Di fronte alle continue minacce di ritorsione, gli Stati Uniti non sembrano volere lasciare nulla al caso: giusto qualche giorno fa, Washington ha infatti annunciato un riassetto delle proprie forze in Medio Oriente, coincidente con il rientro in patria della portaerei Lincoln. Al suo posto saranno dispiegati aerei da guerra B-52, jet da combattimento, aerei da rifornimento, e cacciatorpedinieri. Sebbene il Maggior Generale Patrick “Pat” Ryder, il segretario stampa del Pentagono, avesse annunciato che le nuove forze sarebbero «iniziate ad arrivare nei prossimi mesi», i cacciabombardieri B-52, i principali responsabili del sempre più prossimo aumento della potenza di fuoco statunitense nella regione, sono arrivati poco prima la mezzanotte di ieri, domenica 4 ottobre. Gli USA sembrano così lanciare il loro solito monito all’Iran, lasciando intendere che, se dovesse succedere qualcosa, si farebbero trovare pronti.

> [Cosa fare]:
Rispondi alle domande seguenti in base al testo sul riassetto delle forze statunitensi:
1. Quale portaerei rientra in patria?
2. Quale incarico ricopre il Maggior Generale Patrick "Pat" Ryder?
3. Quali mezzi saranno dispiegati al posto della portaerei?
Il materiale proviene da un'altra fonte.

> [Dati mostrati]:

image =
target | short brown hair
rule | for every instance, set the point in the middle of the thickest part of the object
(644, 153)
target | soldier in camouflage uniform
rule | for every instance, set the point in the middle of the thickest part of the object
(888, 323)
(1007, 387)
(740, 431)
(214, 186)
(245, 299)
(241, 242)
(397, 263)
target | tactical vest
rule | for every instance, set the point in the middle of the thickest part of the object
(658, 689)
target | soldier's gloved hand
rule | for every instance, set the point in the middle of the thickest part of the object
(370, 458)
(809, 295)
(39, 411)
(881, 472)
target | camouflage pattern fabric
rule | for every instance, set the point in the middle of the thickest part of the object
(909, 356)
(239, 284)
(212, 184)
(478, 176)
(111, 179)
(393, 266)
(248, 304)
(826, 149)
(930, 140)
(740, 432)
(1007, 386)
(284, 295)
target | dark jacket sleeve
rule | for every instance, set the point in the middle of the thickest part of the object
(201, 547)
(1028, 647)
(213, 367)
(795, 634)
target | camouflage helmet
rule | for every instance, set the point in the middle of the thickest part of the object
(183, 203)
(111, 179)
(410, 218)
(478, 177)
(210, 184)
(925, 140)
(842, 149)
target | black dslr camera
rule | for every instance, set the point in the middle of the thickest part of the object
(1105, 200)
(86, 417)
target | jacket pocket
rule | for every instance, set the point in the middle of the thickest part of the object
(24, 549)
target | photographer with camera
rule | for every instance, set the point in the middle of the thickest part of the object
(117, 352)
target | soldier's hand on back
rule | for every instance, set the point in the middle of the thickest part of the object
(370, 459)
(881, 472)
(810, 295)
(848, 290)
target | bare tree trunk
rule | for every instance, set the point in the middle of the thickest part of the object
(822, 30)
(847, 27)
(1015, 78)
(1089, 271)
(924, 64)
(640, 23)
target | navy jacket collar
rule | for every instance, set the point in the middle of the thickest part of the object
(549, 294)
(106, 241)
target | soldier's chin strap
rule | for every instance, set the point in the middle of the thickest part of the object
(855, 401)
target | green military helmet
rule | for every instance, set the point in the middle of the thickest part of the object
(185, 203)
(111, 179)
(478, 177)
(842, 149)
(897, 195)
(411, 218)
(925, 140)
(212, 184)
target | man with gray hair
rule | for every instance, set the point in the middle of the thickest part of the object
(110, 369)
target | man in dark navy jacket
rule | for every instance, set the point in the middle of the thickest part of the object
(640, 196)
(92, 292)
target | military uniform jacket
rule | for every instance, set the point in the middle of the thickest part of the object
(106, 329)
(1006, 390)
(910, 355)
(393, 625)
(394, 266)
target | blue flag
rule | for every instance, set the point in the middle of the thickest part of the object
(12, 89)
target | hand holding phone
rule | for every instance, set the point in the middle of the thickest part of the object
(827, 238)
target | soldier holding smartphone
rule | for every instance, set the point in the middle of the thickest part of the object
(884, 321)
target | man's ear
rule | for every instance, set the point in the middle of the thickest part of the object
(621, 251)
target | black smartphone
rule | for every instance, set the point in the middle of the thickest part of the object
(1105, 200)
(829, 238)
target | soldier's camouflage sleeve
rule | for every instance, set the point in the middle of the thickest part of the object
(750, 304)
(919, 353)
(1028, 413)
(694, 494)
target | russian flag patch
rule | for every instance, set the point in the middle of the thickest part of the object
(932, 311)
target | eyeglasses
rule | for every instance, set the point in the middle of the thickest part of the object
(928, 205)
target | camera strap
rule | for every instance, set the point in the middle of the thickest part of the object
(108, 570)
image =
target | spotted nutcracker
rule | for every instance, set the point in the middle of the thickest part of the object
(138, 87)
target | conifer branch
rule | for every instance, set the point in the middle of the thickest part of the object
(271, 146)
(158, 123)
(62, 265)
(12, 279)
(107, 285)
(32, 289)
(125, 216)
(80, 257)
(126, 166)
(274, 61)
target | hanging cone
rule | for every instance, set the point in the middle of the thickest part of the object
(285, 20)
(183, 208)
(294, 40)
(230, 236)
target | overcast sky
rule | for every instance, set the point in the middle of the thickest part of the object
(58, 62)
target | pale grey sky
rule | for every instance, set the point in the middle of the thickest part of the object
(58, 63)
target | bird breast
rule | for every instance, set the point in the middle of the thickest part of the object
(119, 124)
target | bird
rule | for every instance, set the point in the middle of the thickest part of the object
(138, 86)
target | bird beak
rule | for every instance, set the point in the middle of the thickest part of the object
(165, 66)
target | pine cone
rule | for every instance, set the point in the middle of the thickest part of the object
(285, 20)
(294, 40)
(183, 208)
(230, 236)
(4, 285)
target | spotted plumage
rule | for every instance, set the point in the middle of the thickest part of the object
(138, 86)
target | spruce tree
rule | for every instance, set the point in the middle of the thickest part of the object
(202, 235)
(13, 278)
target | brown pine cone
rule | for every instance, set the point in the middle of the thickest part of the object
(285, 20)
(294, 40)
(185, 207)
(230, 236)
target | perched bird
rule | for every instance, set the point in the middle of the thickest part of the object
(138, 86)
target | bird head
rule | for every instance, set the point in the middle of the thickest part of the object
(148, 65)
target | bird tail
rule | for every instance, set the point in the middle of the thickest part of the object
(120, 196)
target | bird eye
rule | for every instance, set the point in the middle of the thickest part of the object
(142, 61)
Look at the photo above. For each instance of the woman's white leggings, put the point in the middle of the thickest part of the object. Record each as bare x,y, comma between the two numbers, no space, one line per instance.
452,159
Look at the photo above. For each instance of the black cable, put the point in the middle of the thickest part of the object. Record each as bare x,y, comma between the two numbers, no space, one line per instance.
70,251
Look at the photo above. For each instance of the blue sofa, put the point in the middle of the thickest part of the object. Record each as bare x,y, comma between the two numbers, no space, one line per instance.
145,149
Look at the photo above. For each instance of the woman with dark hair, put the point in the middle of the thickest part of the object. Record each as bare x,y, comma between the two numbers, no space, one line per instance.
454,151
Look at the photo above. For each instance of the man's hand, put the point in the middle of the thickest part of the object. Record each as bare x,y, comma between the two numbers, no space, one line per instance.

> [Risultato dell'esercizio]:
1. La portaerei Lincoln.
2. È il segretario stampa del Pentagono.
3. Aerei da guerra B-52, jet da combattimento, aerei da rifornimento e cacciatorpedinieri.